- Source document -
..........
The Company also announced that the Board of Directors declared its sixty-fifth consecutive quarterly cash dividend on common stock. The dividend for the quarter ended March 31, 2013 of $0.12 per share will be paid on May 10, 2013, to shareholders of record on April 29, 2013.

Chairman and CEO John R. Garbarino observed, "While earnings for the quarter were impacted by a significant addition to the reserve for repurchased loans, we were pleased to successfully reach a comprehensive settlement with an important investor as to current and all future repurchase requests. Additionally, we are excited to be expanding into a new market, bringing our extraordinary brand of community banking to our Financial Solutions Center at a premier downtown location in Red Bank."

Results of Operations

Net income for the three months ended March 31, 2013 decreased to $4.4 million, or $0.26 per diluted share, as compared to net income of $5.6 million, or $0.31 per diluted share for the corresponding prior year period due to reductions in the (loss) gain on the sales of loans available for sale and net interest income, partly offset by reductions in the provision for loan losses and operating expenses.

Net interest income for the quarter ended March 31, 2013 decreased to $17.2 million, as compared to $19.1 million in the same prior year period, reflecting a lower net interest margin partly offset by slightly higher interest-earning assets. The net interest margin decreased to 3.16% for the quarter ended March 31, 2013, from 3.52% in the same prior year period, due to a change in the mix of average interest-earning assets from higher-yielding loans receivable into lower-yielding short-term investments and investment and mortgage-backed securities available for sale. High loan refinance volume also caused yields on loans and mortgage-backed securities to trend downward. The yield on average interest-earning assets decreased to 3.69% for the quarter ended March 31, 2013, as compared to 4.21% for the same prior year period. For the quarter ended March 31, 2012, the yield on loans receivable benefited from commercial loan prepayment fees of $254,000, most of which was related to a single large commercial loan which increased the yield on interest-earning assets and the net interest margin by 5 basis points. Prepayment fee income for the quarter ended March 31, 2013 was $32,000. The cost of average interest-bearing liabilities decreased to 0.61% for the quarter ended March 31, 2013, as compared to0.79%, in the same prior year period. Average interest-earning assets increased $2.8 million for the quarter ended March 31, 2013, as compared to the same prior year period. The increase in average interest-earning assets was primarily due to the increase in average short-term investments which increased $36.1 million for the quarter ended March 31, 2013 and to the increase in average investment and mortgage-backed securities, which collectively increased $9.3 million. These increases were partly offset by a decrease in average loans receivable, net, of $41.8 million for the quarter ended March 31, 2013 as compared to the same prior year period. The growth in interest-earning assets was primarily funded by an increase in average transaction deposits and non-interest-bearing deposits, partly offset by a decrease in average time deposits and borrowed funds.
..........
- Extracted information -

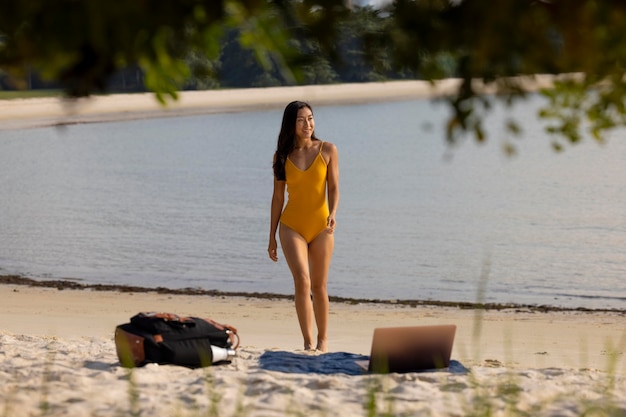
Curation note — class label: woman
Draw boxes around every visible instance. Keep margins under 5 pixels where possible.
..........
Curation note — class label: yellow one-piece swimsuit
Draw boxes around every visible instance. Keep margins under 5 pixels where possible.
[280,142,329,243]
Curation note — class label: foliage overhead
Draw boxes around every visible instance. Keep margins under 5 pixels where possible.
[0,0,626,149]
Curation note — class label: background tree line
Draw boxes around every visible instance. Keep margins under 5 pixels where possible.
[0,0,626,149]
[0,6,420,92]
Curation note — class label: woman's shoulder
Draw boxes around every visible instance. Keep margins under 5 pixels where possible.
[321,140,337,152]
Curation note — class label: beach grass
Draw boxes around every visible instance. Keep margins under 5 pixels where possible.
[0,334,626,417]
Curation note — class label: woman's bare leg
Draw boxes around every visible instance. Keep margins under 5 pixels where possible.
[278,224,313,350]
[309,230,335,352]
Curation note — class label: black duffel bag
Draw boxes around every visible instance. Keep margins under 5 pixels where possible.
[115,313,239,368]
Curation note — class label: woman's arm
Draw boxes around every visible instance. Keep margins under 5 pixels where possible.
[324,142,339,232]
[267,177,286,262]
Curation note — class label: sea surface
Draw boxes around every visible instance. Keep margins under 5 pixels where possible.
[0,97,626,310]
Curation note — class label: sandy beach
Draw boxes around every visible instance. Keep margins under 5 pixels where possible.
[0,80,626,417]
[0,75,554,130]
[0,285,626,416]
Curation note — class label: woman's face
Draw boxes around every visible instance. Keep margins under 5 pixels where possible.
..........
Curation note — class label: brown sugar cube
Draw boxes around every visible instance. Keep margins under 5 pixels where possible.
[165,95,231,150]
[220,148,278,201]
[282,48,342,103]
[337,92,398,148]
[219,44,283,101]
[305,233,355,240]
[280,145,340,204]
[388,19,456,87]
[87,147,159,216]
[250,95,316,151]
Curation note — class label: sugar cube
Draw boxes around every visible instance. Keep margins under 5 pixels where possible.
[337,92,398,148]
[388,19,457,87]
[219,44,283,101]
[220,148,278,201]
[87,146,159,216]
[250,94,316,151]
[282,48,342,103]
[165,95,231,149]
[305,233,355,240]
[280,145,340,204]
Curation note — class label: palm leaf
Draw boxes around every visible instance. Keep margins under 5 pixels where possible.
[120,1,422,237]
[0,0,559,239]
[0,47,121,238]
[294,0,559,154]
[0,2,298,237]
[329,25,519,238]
..........
- Your task -
Swap "operating expenses" for "noninterest expenses" in the earnings report, writing it out again starting at "Net income for" and ending at "and operating expenses.".

- Task response -
Net income for the three months ended March 31, 2013 decreased to $4.4 million, or $0.26 per diluted share, as compared to net income of $5.6 million, or $0.31 per diluted share for the corresponding prior year period due to reductions in the (loss) gain on the sales of loans available for sale and net interest income, partly offset by reductions in the provision for loan losses and noninterest expenses.